Exercise prompt ▸
This task calls for the complete listing below, reproduced exactly.

Data for the task ▸
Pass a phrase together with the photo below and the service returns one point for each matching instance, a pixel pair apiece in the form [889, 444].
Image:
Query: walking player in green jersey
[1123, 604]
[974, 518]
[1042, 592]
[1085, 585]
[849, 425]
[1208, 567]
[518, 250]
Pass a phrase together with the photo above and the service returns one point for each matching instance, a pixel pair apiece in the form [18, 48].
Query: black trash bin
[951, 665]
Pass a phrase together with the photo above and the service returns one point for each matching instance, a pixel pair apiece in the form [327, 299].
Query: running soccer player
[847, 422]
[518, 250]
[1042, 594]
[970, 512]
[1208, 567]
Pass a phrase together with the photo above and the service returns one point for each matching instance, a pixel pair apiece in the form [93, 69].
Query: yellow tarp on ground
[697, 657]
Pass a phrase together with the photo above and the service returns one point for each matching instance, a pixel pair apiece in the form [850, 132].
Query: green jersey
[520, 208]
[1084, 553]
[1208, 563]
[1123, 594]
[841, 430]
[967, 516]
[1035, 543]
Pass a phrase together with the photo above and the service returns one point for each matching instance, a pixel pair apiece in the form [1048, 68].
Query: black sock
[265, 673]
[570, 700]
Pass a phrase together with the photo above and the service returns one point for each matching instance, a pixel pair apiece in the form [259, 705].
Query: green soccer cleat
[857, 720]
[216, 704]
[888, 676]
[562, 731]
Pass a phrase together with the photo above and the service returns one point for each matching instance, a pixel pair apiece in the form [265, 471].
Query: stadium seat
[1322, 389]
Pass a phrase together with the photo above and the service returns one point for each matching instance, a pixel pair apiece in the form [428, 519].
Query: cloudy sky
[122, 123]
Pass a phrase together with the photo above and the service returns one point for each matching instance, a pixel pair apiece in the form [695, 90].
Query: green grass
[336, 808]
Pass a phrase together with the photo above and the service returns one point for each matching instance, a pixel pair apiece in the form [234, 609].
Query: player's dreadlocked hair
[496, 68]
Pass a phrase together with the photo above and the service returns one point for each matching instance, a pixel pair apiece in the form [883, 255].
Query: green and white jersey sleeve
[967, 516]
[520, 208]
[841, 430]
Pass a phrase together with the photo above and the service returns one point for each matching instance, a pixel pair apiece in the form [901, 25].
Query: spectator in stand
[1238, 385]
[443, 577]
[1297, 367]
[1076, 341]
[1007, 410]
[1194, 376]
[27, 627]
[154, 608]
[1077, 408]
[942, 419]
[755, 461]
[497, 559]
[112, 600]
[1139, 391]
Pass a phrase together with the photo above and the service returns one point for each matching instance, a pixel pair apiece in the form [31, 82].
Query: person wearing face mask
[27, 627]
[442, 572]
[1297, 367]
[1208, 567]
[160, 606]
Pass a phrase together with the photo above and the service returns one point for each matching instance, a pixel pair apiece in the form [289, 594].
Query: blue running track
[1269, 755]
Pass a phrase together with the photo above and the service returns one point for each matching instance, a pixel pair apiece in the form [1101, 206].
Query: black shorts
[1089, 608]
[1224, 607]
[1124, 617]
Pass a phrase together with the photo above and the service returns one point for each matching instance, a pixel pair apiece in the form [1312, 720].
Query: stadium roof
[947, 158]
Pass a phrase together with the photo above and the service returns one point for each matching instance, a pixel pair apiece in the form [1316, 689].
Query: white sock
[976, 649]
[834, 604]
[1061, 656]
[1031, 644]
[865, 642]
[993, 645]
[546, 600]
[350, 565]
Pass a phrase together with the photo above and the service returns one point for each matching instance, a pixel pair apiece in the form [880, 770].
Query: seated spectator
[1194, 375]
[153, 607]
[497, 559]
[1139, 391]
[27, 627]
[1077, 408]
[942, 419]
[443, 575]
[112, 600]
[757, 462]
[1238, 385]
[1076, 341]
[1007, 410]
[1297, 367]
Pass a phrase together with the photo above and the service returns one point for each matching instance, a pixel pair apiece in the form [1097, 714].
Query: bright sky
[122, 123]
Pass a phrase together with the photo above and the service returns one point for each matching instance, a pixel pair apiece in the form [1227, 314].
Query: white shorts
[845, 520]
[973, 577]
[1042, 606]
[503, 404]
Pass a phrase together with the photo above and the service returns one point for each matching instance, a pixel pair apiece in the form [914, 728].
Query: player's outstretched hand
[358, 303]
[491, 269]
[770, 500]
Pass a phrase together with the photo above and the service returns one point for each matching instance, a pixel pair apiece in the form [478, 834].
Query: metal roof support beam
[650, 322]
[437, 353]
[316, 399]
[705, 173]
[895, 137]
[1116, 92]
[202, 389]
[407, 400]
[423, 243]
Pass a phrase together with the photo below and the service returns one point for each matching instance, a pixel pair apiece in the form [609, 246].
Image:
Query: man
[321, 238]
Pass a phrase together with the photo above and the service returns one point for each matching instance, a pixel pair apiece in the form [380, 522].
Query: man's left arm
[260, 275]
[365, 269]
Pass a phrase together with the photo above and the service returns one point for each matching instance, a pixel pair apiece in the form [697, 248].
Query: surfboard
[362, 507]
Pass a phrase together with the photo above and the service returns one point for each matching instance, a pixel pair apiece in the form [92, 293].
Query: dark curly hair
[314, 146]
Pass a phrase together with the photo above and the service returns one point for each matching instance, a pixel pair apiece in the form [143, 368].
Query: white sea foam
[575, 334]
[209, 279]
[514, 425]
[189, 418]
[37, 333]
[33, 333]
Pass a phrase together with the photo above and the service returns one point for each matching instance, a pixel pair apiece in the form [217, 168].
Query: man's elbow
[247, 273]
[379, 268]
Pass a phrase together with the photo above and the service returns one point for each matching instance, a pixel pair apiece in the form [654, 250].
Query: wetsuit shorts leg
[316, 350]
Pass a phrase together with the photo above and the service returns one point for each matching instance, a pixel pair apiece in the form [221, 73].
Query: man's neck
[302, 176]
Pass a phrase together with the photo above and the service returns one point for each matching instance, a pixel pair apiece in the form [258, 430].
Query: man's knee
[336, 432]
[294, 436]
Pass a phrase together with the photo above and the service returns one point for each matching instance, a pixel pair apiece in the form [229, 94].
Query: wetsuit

Written answer ▸
Pass a phrase together with the photo below and the service returns one point for each matching instance, a pixel pair apiece in the form [889, 444].
Image:
Query: walking player in green jersey
[1123, 604]
[974, 518]
[1042, 592]
[1085, 585]
[849, 425]
[1208, 567]
[518, 250]
Pass a phrase together with the photo above and the service returns one point for each matching instance, a pixel pair apiece in the form [18, 48].
Query: black trash bin
[951, 665]
Pass a phrase together with the photo above and the service returns one point for each matching instance, a pixel pair apiece in the form [327, 299].
Query: running soccer player
[847, 422]
[518, 250]
[1042, 594]
[970, 512]
[1208, 567]
Pass a phrase together with the photo above and the service returns one point for each matching instance, a pixel pair apiece in the form [93, 69].
Query: yellow tarp on ground
[697, 657]
Pass a phrase together with the photo above and the service returns one point for each matching instance, a pixel pair apiece in the form [850, 132].
Query: green jersey
[520, 208]
[1084, 553]
[1208, 563]
[1123, 594]
[841, 430]
[967, 516]
[1035, 543]
Pass a phrase together with the photo above and the service returns one point for each matching instance, a pixel pair apiece in the form [1048, 68].
Query: black sock
[265, 673]
[570, 700]
Pass a phrase together with the photo above and the service returns one point for each matching instance, a pixel pair apiece in the form [259, 705].
Query: green soccer cleat
[857, 720]
[216, 704]
[888, 676]
[562, 731]
Pass a phrase together with the photo above and the service returns one point for each matching instance, a pixel pair apiece in the form [265, 471].
Query: stadium seat
[1322, 389]
Pass a phrase together with the photo above and the service returns one point for each matching instance, a pixel pair apiece in the form [428, 519].
Query: cloudy sky
[122, 123]
Pass a phrase together with the photo above and the service returns one point for each matching instance, a pixel pair apiece in the form [695, 90].
Query: green grass
[336, 808]
Pass a phrase together with the photo above and the service returns one point for each matching instance, a pixel pair apiece in the form [234, 609].
Query: player's dreadlocked hair
[496, 68]
Pass a phrase together with the photo above and the service returns one point for each matching instance, a pixel pair apiece in the form [883, 255].
Query: green and white jersey sleeve
[967, 516]
[520, 208]
[841, 430]
Pass a phrase together with the photo above and the service returns one point for each matching instance, a pixel pair apiece in the form [901, 25].
Query: spectator in stand
[1238, 385]
[443, 577]
[1297, 367]
[1076, 341]
[1007, 410]
[1194, 376]
[27, 627]
[154, 608]
[1077, 408]
[942, 419]
[755, 461]
[497, 559]
[112, 600]
[1139, 391]
Pass a phrase together with the photo above and the service returns one point for each matching instance, a pixel pair apiece in the form [31, 82].
Query: person wearing face mask
[27, 627]
[442, 572]
[1297, 367]
[1208, 567]
[160, 606]
Pass a phrase together with the photo above and the service returns one point for each matching instance, a pixel pair apiece in the form [289, 594].
Query: blue running track
[1269, 755]
Pass a phrase together with the photo above and the service returns one point for each matching instance, a pixel pair apiece in the form [1101, 206].
Query: black shorts
[1089, 608]
[1224, 607]
[1124, 617]
Pass a phrase together with the photo above and the service returns one point for each matching instance, a pixel pair apiece in the form [1312, 720].
Query: stadium roof
[947, 158]
Pass a phrase together with the photo above and the service returns one point for each matching instance, a pixel pair apiece in the form [1316, 689].
Query: white sock
[976, 649]
[834, 604]
[1061, 656]
[1031, 644]
[865, 642]
[993, 645]
[546, 600]
[350, 565]
Pass a phrase together with the photo above and the service returns one point for each matching instance, a pixel pair apiece in the form [880, 770].
Query: seated spectator
[1194, 375]
[153, 607]
[497, 559]
[1139, 391]
[27, 627]
[1077, 408]
[942, 419]
[443, 575]
[112, 600]
[757, 462]
[1238, 385]
[1076, 341]
[1007, 410]
[1297, 367]
Pass a phrase together with the photo above and the service returns one point for each matching instance, a pixel pair apiece in the form [1097, 714].
Query: bright sky
[122, 123]
Pass a phrase together with the photo above and the service returns one point for each matching instance, a pixel pair apiece in the form [1227, 314].
Query: white shorts
[845, 520]
[973, 577]
[1042, 606]
[503, 404]
Pass a phrase together with the photo above and the service returns one point for each matching instance, a pixel pair apiece in the form [914, 728].
Query: player's outstretched hand
[358, 303]
[491, 269]
[770, 500]
Pass a phrase together with the photo above and the service returns one point for each matching instance, a pixel pair apiece in the form [478, 834].
Query: metal roof support beam
[650, 322]
[437, 353]
[316, 399]
[705, 173]
[895, 137]
[1116, 92]
[202, 389]
[407, 400]
[423, 243]
Pass a phrase together with the photo below and the service returns one point for each matching instance, a pixel pair apiece in the form [609, 246].
Image:
Query: man
[321, 238]
Pass a phrase together with the photo above and the service returns one point for each matching instance, a pixel pair apiece in the form [380, 522].
Query: man's left arm
[260, 275]
[365, 269]
Pass a phrase together with the photo above and the service returns one point for each matching instance, a pixel pair apiece in the form [697, 248].
Query: surfboard
[362, 507]
Pass a phrase together with the photo above and the service returns one point for each matching instance, a pixel pair apiece in the form [92, 293].
Query: dark curly hair
[314, 146]
Pass a phrase together with the photo above and the service returns one point for each matching instance, a pixel pair apiece in the form [143, 368].
Query: white sea foam
[575, 334]
[209, 279]
[514, 425]
[189, 418]
[37, 333]
[33, 333]
Pass a phrase together with the photo above and the service returns one point for each matching instance, a pixel pair apiece in the form [217, 168].
Query: man's elbow
[247, 273]
[379, 268]
Pass a phrase together with the photo above and the service returns one point for each matching instance, a pixel pair apiece in the form [654, 250].
Query: wetsuit shorts leg
[316, 350]
Pass a phrase together with the photo above and the service returns one point for each matching instance, a pixel pair apiece in the form [221, 73].
Query: man's neck
[302, 176]
Pass a phrase together with the photo above and the service returns one point for each matching instance, a pixel pair apiece in the form [258, 430].
Query: man's knee
[336, 432]
[294, 436]
Pass a phrase together with the photo above and the service returns one point for each matching instance, a pixel pair apiece in the form [229, 94].
Query: wetsuit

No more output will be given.